[[ Source information, beginning ]]

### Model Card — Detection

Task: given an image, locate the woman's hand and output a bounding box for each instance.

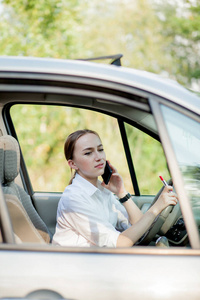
[149,185,178,216]
[101,161,127,198]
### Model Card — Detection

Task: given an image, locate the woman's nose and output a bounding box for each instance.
[94,151,101,160]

[[ Source information, end ]]

◆ **What you need to do**
Reproduce verbatim every line starting at the line that holds "Task: given an image, locate the woman's hand" and ending with the final line of the data; omit the pictures.

◆ **Solution to this task**
Task: given an image, locate the woman's hand and output a bounding box for each instance.

[149,185,178,216]
[101,161,127,198]
### Model Card — Detection

Task: given an image, locate the woman's nose and output a bounding box for each instance.
[94,151,101,160]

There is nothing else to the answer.